The theory behind the modification of the potatoes was simple. For years Dr Pusztai had explored the beneficial effects
of lectins in foods as well as in nutritional supplements and pharmaceutical agents. Lectins can affect the digestive systems of insects and can act as natural insecticides. Arpad’s work had shown that one such lectin called GNA (Galanthus nivalis), isolated from the snowdrop, acted in this way. Pusztai had worked on the snowdrop lectin since the late 1980s.

The thinking was that, if you could genetically modify a potato with the lectin gene inside it, the potato could have an inherent built-in defence mechanism that would act as a natural insecticide, preventing aphid attack. Because it looked promising, the snowdrop gene had already been incorporated into several experimental crops, including rice, cabbagesand oil-seed rape.

But by late 1997, the first storm clouds were brewing at the Rowett. Preliminary results from the rat-feeding experiments were showing totally unexpected and worrying changes in the size and weight of the rat’s body organs. Liver and heart sizes were getting smaller, and so was
the brain. There were also indications that the rats’ immune systems were weakening.

▶ _GIVEN RECORDS_
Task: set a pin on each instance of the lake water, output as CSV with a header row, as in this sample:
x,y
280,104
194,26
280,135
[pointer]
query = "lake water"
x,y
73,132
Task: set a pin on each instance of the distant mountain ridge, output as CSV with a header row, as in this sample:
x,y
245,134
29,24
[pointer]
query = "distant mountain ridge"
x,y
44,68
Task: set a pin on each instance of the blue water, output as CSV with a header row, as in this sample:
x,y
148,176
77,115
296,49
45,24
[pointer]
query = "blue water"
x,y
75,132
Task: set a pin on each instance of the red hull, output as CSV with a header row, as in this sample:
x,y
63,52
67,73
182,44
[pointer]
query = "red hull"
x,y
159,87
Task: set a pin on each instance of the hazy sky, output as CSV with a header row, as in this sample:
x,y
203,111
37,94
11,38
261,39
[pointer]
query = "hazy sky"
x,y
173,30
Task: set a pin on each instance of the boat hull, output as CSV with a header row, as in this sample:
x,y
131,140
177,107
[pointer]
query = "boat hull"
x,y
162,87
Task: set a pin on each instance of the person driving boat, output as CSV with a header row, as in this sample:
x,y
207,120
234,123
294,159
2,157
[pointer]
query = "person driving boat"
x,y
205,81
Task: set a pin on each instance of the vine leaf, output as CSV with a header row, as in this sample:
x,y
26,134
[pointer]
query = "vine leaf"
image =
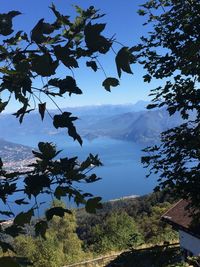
x,y
56,211
65,121
41,228
42,109
92,204
92,64
66,85
8,262
44,65
108,82
24,217
6,22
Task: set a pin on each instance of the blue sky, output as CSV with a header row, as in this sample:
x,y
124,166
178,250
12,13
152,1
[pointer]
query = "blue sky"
x,y
122,19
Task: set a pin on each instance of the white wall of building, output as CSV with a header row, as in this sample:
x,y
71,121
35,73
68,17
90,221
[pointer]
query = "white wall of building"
x,y
189,243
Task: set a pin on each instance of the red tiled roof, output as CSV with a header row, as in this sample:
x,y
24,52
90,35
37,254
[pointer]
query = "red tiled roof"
x,y
179,216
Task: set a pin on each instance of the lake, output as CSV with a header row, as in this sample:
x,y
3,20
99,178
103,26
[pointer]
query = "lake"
x,y
122,173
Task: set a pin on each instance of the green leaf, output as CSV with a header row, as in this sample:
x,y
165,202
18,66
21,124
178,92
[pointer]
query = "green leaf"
x,y
108,82
6,22
6,246
92,204
57,211
92,64
64,20
147,78
44,65
41,28
94,41
3,105
61,191
66,85
42,109
24,217
63,54
21,202
41,228
123,60
8,262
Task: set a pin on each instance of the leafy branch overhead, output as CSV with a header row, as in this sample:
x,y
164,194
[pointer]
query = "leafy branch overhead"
x,y
51,46
39,55
170,53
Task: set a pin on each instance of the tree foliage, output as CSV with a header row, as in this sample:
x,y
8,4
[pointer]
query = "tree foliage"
x,y
25,59
170,53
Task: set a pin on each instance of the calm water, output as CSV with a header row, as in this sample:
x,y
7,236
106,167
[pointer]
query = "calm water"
x,y
122,173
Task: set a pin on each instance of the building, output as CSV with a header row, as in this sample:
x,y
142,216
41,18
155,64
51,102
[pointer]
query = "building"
x,y
181,220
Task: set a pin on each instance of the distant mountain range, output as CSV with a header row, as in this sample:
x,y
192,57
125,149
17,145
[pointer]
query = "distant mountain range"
x,y
130,122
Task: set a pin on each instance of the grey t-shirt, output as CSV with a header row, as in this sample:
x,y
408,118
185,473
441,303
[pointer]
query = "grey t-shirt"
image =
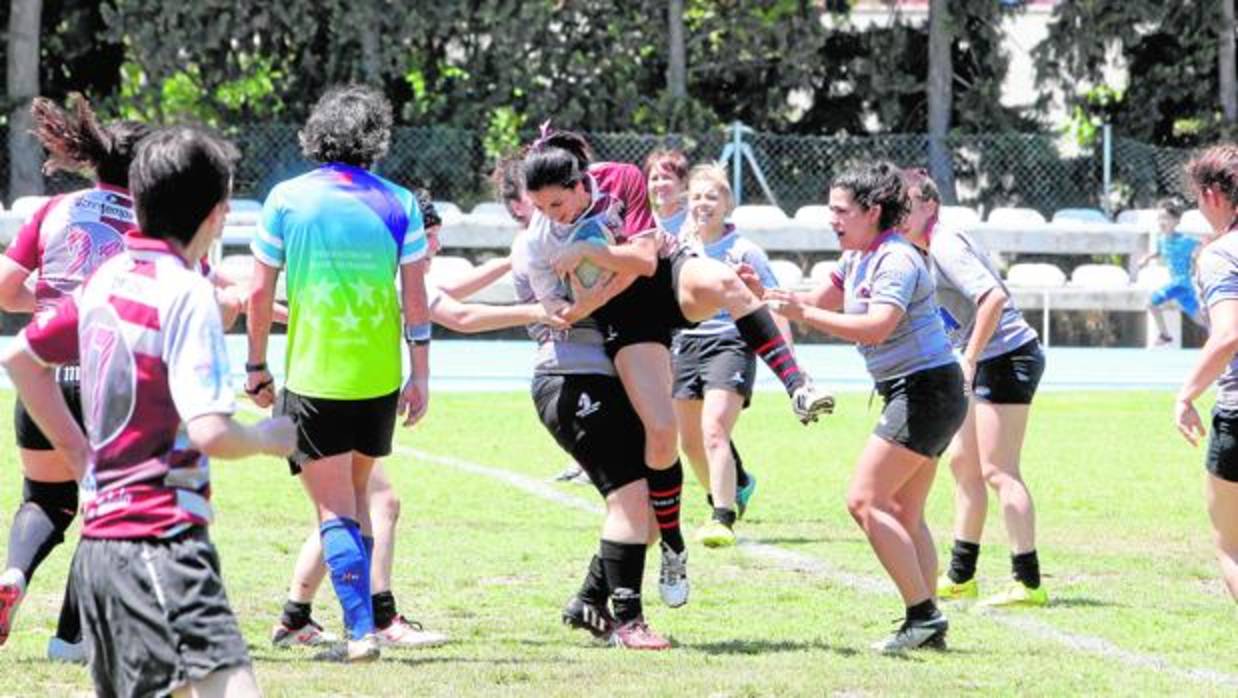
x,y
578,350
893,271
733,249
1217,280
965,274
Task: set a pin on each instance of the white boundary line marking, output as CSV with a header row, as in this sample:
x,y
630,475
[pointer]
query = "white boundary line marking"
x,y
794,561
800,562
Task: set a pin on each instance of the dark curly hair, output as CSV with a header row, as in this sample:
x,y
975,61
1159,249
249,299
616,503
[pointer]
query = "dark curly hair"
x,y
877,183
1173,206
557,159
1216,168
671,159
76,141
178,176
349,124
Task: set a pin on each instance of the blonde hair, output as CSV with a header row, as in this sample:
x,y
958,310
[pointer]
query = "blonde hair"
x,y
714,175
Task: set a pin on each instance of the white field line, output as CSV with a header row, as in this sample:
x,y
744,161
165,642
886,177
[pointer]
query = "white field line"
x,y
799,562
795,561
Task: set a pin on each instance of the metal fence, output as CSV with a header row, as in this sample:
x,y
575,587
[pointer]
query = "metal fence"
x,y
991,170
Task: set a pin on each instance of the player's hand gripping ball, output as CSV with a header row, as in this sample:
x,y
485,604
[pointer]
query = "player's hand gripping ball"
x,y
596,234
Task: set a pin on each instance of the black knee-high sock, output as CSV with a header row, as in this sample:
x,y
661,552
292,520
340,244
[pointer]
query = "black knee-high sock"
x,y
38,526
593,589
624,568
1026,568
761,336
384,609
740,474
962,561
665,489
68,628
296,615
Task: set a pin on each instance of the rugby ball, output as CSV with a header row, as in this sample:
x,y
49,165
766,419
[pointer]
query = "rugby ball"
x,y
594,233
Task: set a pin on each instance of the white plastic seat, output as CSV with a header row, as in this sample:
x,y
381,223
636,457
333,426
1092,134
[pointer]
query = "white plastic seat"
x,y
1015,217
816,215
960,215
450,213
1035,274
754,215
1144,218
446,269
238,234
1194,222
787,272
1080,215
489,213
502,291
25,207
1099,276
239,269
1153,276
244,206
822,271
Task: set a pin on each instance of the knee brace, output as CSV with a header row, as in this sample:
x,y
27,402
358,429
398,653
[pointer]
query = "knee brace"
x,y
58,501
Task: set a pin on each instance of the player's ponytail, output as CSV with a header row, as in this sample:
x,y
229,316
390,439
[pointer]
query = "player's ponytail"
x,y
557,159
76,141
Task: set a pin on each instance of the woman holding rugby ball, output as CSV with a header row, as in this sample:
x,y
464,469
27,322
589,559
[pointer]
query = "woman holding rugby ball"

▶ _EXERCISE 1_
Which body organs of the rats does the passage on the genetically modified potatoes say were getting smaller?
▶ _EXERCISE 2_
Write a continuation of the passage about the genetically modified potatoes, picking up right after its final sentence.

▶ _ANSWER BOX 1_
The liver, the heart and the brain.

▶ _ANSWER BOX 2_
150 Seconds That Changed The GM Debate

Finally in August 1998, Pusztai expressed his growing concerns on World in Action in a 150 second interview. So what did he say? ‘We’re assured that this is absolutely safe,’ said Pusztai. ‘We can eat it all the time. We must eat it all the time. There is no conceivable harm, which can come to us. But as a scientist looking at it, actively working in the field, I find that it’s very, very unfair to use our fellow citizens as guinea pigs. We have to find guinea-pigs in the laboratory.’ Dr Pusztai had been told not to talk about his experiments in detail, but he did say, in a sentence that would become the centre of the controversy, that ‘the effect was slight growth retardation and an effect on the immune system. One of the genetically modified potatoes, after 110 days, made the rats less responsive to immune effects’.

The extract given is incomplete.